--- Dataset rows ---

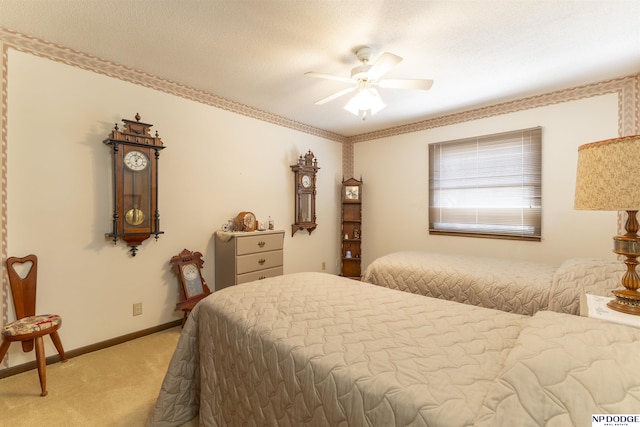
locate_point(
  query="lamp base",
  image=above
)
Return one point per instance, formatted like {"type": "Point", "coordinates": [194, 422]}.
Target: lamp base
{"type": "Point", "coordinates": [627, 301]}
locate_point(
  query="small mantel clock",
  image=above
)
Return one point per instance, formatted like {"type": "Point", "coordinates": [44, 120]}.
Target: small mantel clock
{"type": "Point", "coordinates": [305, 193]}
{"type": "Point", "coordinates": [135, 183]}
{"type": "Point", "coordinates": [187, 267]}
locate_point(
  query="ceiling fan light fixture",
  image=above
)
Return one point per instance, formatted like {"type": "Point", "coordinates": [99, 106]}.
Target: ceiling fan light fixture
{"type": "Point", "coordinates": [365, 102]}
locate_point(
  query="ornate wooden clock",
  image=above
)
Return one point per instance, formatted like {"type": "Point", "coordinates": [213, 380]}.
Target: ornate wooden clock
{"type": "Point", "coordinates": [135, 183]}
{"type": "Point", "coordinates": [186, 266]}
{"type": "Point", "coordinates": [305, 193]}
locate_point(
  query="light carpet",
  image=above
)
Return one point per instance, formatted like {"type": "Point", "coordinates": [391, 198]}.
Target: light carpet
{"type": "Point", "coordinates": [116, 386]}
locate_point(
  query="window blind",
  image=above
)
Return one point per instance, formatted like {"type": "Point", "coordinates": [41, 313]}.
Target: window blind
{"type": "Point", "coordinates": [487, 186]}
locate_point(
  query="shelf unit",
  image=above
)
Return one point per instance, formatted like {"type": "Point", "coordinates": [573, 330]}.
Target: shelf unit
{"type": "Point", "coordinates": [351, 231]}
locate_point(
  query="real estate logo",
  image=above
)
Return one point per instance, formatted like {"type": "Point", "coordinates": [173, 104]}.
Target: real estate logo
{"type": "Point", "coordinates": [615, 420]}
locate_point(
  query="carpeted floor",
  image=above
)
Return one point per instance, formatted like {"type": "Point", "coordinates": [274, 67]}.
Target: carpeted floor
{"type": "Point", "coordinates": [116, 386]}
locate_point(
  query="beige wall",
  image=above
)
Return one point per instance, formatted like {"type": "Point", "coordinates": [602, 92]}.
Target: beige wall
{"type": "Point", "coordinates": [395, 204]}
{"type": "Point", "coordinates": [216, 164]}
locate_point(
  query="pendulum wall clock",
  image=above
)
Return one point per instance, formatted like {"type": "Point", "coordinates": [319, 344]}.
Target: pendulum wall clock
{"type": "Point", "coordinates": [135, 155]}
{"type": "Point", "coordinates": [305, 193]}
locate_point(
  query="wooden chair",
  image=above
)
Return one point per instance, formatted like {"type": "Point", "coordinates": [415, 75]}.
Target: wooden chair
{"type": "Point", "coordinates": [30, 328]}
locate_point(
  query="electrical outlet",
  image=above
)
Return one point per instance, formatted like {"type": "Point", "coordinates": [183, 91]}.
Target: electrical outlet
{"type": "Point", "coordinates": [137, 309]}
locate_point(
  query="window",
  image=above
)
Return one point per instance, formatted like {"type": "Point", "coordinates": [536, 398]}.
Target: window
{"type": "Point", "coordinates": [487, 186]}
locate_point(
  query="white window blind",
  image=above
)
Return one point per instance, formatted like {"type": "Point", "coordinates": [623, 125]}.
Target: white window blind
{"type": "Point", "coordinates": [487, 186]}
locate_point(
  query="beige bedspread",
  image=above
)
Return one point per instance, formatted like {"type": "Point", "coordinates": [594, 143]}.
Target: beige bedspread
{"type": "Point", "coordinates": [515, 286]}
{"type": "Point", "coordinates": [320, 350]}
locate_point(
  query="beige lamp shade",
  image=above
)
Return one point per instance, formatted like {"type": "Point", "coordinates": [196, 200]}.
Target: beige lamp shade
{"type": "Point", "coordinates": [608, 176]}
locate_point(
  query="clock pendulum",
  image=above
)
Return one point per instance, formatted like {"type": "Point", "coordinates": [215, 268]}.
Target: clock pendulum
{"type": "Point", "coordinates": [135, 156]}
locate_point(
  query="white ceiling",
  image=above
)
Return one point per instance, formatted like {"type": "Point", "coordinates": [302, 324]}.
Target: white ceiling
{"type": "Point", "coordinates": [256, 52]}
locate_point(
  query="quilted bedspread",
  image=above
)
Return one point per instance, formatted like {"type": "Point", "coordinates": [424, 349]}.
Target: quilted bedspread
{"type": "Point", "coordinates": [314, 349]}
{"type": "Point", "coordinates": [515, 286]}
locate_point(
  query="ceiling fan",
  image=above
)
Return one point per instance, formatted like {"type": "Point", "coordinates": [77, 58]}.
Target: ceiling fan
{"type": "Point", "coordinates": [365, 78]}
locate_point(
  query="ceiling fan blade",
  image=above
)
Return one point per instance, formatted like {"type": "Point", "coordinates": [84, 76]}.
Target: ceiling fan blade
{"type": "Point", "coordinates": [383, 64]}
{"type": "Point", "coordinates": [416, 84]}
{"type": "Point", "coordinates": [328, 77]}
{"type": "Point", "coordinates": [336, 95]}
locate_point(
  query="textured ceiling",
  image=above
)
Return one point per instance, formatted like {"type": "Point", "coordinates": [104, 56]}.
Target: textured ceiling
{"type": "Point", "coordinates": [256, 52]}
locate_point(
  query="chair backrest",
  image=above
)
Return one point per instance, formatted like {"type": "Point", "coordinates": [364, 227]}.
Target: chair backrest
{"type": "Point", "coordinates": [23, 288]}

--- What you need to do ---
Quote every record above exactly, omitting any pictures they contain.

--- Task solution ---
locate_point(
  query="lamp base",
  image=above
)
Return one point per instance, formatted like {"type": "Point", "coordinates": [194, 422]}.
Target: lamp base
{"type": "Point", "coordinates": [627, 301]}
locate_point(
  query="small mantel clock",
  image=above
)
Return one point per instance, formatted like {"type": "Point", "coordinates": [44, 120]}.
Target: small mantel clock
{"type": "Point", "coordinates": [305, 193]}
{"type": "Point", "coordinates": [135, 183]}
{"type": "Point", "coordinates": [187, 267]}
locate_point(
  query="ceiling fan light fixture",
  image=above
)
Return one point per instance, formatted like {"type": "Point", "coordinates": [99, 106]}.
Target: ceiling fan light fixture
{"type": "Point", "coordinates": [365, 102]}
locate_point(
  query="ornate wooden clock",
  image=above
)
Return one point per instance, formatted like {"type": "Point", "coordinates": [213, 380]}.
Target: ornate wooden clock
{"type": "Point", "coordinates": [135, 183]}
{"type": "Point", "coordinates": [186, 266]}
{"type": "Point", "coordinates": [305, 193]}
locate_point(
  query="light carpet",
  image=above
)
Return one point per instance, formatted like {"type": "Point", "coordinates": [391, 198]}.
Target: light carpet
{"type": "Point", "coordinates": [116, 386]}
locate_point(
  query="window blind",
  image=above
)
Return one point per instance, formatted like {"type": "Point", "coordinates": [41, 313]}.
Target: window blind
{"type": "Point", "coordinates": [487, 186]}
locate_point(
  query="shelf unit",
  image=above
)
Return one point per instance, formatted like {"type": "Point", "coordinates": [573, 330]}.
Target: shelf unit
{"type": "Point", "coordinates": [351, 231]}
locate_point(
  query="real estate logo",
  image=above
)
Return one point per instance, formatted like {"type": "Point", "coordinates": [173, 104]}.
Target: real estate logo
{"type": "Point", "coordinates": [615, 420]}
locate_point(
  query="carpeted floor",
  image=above
)
Return one point per instance, formatted like {"type": "Point", "coordinates": [274, 67]}.
Target: carpeted floor
{"type": "Point", "coordinates": [116, 386]}
locate_point(
  query="beige wall",
  image=above
)
Return one point per instance, formatted like {"type": "Point", "coordinates": [602, 92]}.
Target: beige wall
{"type": "Point", "coordinates": [395, 204]}
{"type": "Point", "coordinates": [216, 164]}
locate_point(
  query="pendulum wall clock",
  image=above
)
Return one point per instance, formatted like {"type": "Point", "coordinates": [319, 344]}.
Target: pendulum wall clock
{"type": "Point", "coordinates": [135, 155]}
{"type": "Point", "coordinates": [305, 193]}
locate_point(
  query="wooden chair",
  image=above
)
Return one point per instance, formatted like {"type": "Point", "coordinates": [415, 75]}.
Target: wooden chair
{"type": "Point", "coordinates": [30, 328]}
locate_point(
  query="electrical outlet",
  image=above
)
Return one point per instance, formatted like {"type": "Point", "coordinates": [183, 91]}.
Target: electrical outlet
{"type": "Point", "coordinates": [137, 309]}
locate_point(
  query="window",
  image=above
)
Return one point per instance, formatted like {"type": "Point", "coordinates": [536, 398]}.
Target: window
{"type": "Point", "coordinates": [487, 186]}
locate_point(
  query="white window blind",
  image=above
)
Return one point per instance, formatted like {"type": "Point", "coordinates": [623, 125]}.
Target: white window blind
{"type": "Point", "coordinates": [487, 186]}
locate_point(
  query="beige bedspread",
  image=above
)
Return one point per instance, formatted like {"type": "Point", "coordinates": [594, 143]}.
Target: beige bedspread
{"type": "Point", "coordinates": [515, 286]}
{"type": "Point", "coordinates": [320, 350]}
locate_point(
  query="beige lamp shade",
  image=above
)
Return one point per instance, formatted like {"type": "Point", "coordinates": [196, 200]}.
Target: beige lamp shade
{"type": "Point", "coordinates": [608, 176]}
locate_point(
  query="clock pendulum",
  image=above
)
Return one point per instance, formatted like {"type": "Point", "coordinates": [215, 268]}.
Target: clock pendulum
{"type": "Point", "coordinates": [135, 156]}
locate_point(
  query="white ceiling",
  image=above
)
Return one point per instance, formatted like {"type": "Point", "coordinates": [302, 324]}.
Target: white ceiling
{"type": "Point", "coordinates": [256, 52]}
locate_point(
  query="quilted bedspread",
  image=above
)
Return one point per instance, formatted like {"type": "Point", "coordinates": [424, 349]}.
Target: quilted bedspread
{"type": "Point", "coordinates": [314, 349]}
{"type": "Point", "coordinates": [515, 286]}
locate_point(
  query="ceiling fan",
  image=above
)
Return one point per instance, formatted like {"type": "Point", "coordinates": [77, 58]}.
Target: ceiling fan
{"type": "Point", "coordinates": [365, 78]}
locate_point(
  query="ceiling fan blade",
  image=above
)
Return one point per instance, formatted like {"type": "Point", "coordinates": [84, 76]}.
Target: ceiling fan blade
{"type": "Point", "coordinates": [383, 64]}
{"type": "Point", "coordinates": [416, 84]}
{"type": "Point", "coordinates": [328, 77]}
{"type": "Point", "coordinates": [336, 95]}
locate_point(
  query="textured ceiling",
  image=above
)
Return one point per instance, formatted like {"type": "Point", "coordinates": [104, 56]}.
Target: textured ceiling
{"type": "Point", "coordinates": [256, 52]}
locate_point(
  query="chair backrest",
  image=above
)
Return one point per instance, formatted like {"type": "Point", "coordinates": [364, 227]}.
Target: chair backrest
{"type": "Point", "coordinates": [23, 288]}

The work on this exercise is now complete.